- Exercise passage
CORONAVIRUS PANDEMIC

Lessons from Covid-19 crisis so far

The crisis has taught us that we are easily connected via a handshake, thus sharing a common destiny as humanity.

In Summary

• The coronavirus pandemic has also exposed the pathetic situation of our health systems globally.

•  They are made for the elite and, therefore, unreliable, especially in jurisdictions such as the US and Kenya, where most of them are driven by the profit-led private sector.

An isolation ward at J M Memorial Hospital in Ol Kalou
FIGHTING CORONAVIRUS: An isolation ward at J M Memorial Hospital in Ol Kalou
Image: /Ndichu Wainaina

A time for great reflection it is, this Covid-19 has taught us. And the usage of this statement has become so synonymous with our daily life, that children can now say it effortlessly without tutelage.

Truly, we are a coronavirus generation and we have long winding tales to tell when all this is over. Here are some of the discoveries so far.

That politics and politicians are overrated as most have gone into hiding during this crisis. Only a few have distinguished themselves by providing solutions, or by standing with their communities, or have managed to secure interviews on TV or newspapers.

This tells us that most of the political noise is paid for and therefore unnecessary, and that the country can actually run without it. Those who have lost footing the most are heretofore the loudest of them all, as Tangatanga and Kieleweke factions of the ruling Jubilee Party have become irrelevant during this crisis.

New authentic voices have emerged from professionals such as medics, researchers and association leaders that are currently shaping public opinion. Political pundits have all but disappeared, their prowess in benchmarking political scores having taken a back banner.

The pandemic has also exposed the pathetic situation of our health systems globally. That they are made for the elite and, therefore, unreliable, especially in jurisdictions such as the US and Kenya, where most of them are driven by the profit-led private sector.

This crisis clearly has repositioned the place for the right to health as a primary right, rather than a secondary one as is currently the case, and the need to make medication more central and affordable for all. It’s quite shocking that many countries have astonishingly low ICU bed capacities and equipment such as ventilators, to protect their people.

This crisis has also taught us that economies don’t run on autopilot, and that all hustle and bustle we witness each day is driven by the most important resource that we have  — the human resource. That all that looks permanent and well-calculated eg income projections and bottom line profits can quickly disappear when there is no human activity.

In fact, this pandemic has taught us that many people the world over are only one or two meals away from starvation, and that a lost income of one or two months will take more than 70 per cent of the global population below the poverty line.

Referring expression pointing data
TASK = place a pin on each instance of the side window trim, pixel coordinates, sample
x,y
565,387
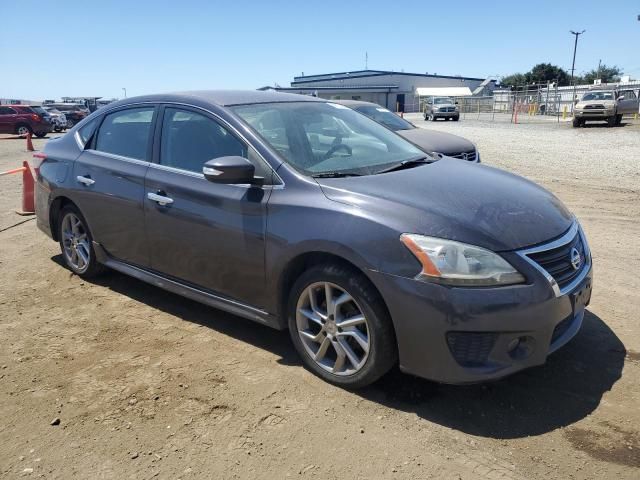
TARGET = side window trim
x,y
91,145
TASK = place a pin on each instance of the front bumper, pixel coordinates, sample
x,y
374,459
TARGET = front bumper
x,y
467,335
594,114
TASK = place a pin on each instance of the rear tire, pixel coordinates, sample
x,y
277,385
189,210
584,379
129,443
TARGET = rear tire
x,y
349,340
76,243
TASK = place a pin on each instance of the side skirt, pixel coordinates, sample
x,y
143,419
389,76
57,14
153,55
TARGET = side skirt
x,y
201,296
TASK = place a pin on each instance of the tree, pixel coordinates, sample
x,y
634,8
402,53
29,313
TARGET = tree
x,y
545,72
540,73
606,74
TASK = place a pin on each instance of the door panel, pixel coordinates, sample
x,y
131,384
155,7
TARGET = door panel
x,y
110,177
112,205
210,235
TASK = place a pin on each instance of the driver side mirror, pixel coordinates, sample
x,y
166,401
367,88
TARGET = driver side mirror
x,y
231,170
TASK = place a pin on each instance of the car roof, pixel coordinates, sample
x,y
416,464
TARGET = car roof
x,y
356,103
223,98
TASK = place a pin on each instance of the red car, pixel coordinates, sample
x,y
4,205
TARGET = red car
x,y
22,119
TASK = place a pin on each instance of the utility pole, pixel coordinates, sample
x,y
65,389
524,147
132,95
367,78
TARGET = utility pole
x,y
573,65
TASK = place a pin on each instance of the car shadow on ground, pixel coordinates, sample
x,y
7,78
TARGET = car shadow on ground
x,y
563,391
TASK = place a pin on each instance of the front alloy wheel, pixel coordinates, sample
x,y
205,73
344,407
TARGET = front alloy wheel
x,y
340,326
75,243
333,328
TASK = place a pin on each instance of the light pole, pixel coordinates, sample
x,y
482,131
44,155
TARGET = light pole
x,y
573,64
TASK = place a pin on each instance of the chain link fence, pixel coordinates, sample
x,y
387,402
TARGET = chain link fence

- Check your understanding
(1) Reproduce the part of the Covid-19 lessons article that starts at "A time for great" and ends at "effortlessly without tutelage.".
(2) Extend the Covid-19 lessons article past the point where it stops.

- Outputs by task
(1)
A time for great reflection it is, this Covid-19 has taught us. And the usage of this statement has become so synonymous with our daily life, that children can now say it effortlessly without tutelage.

(2)
The crisis has taught us that we are easily connected via a handshake, thus sharing a common destiny as humanity. It also goes ahead to expose the limited human knowledge and systems to combat a virus that only another simple task of washing our hands well can flatten the curve. This proves it’s in the simplicity of things that life flourishes, and not necessarily how complicated we tend to make them be.

In this era, we have seen people become more creative and the eruption of new talent and content across many fields. Who would have thought that our young women doctors would do an artistic song challenge or that our artists would awe us with the dance moves or poetry that we are seeing across social media?

We are witnessing grown-up men playing childhood games again with their families, rediscovering the little boy in them, as children get used to seeing their dads at home. It is also true that while families are bonding all the more, so is the rise in domestic violence due to the fact that spouses don’t spend as much time together. The stay at home order has exposed many frictions since we spend more time at work, in school or with friends.

Covid-19 has also shown us that countries that have managed their financials well are best placed to respond to this crisis. They have money to directly inject into peoples’ pockets and haven’t had to result in borrowing from the suspect Bretton Woods institutions.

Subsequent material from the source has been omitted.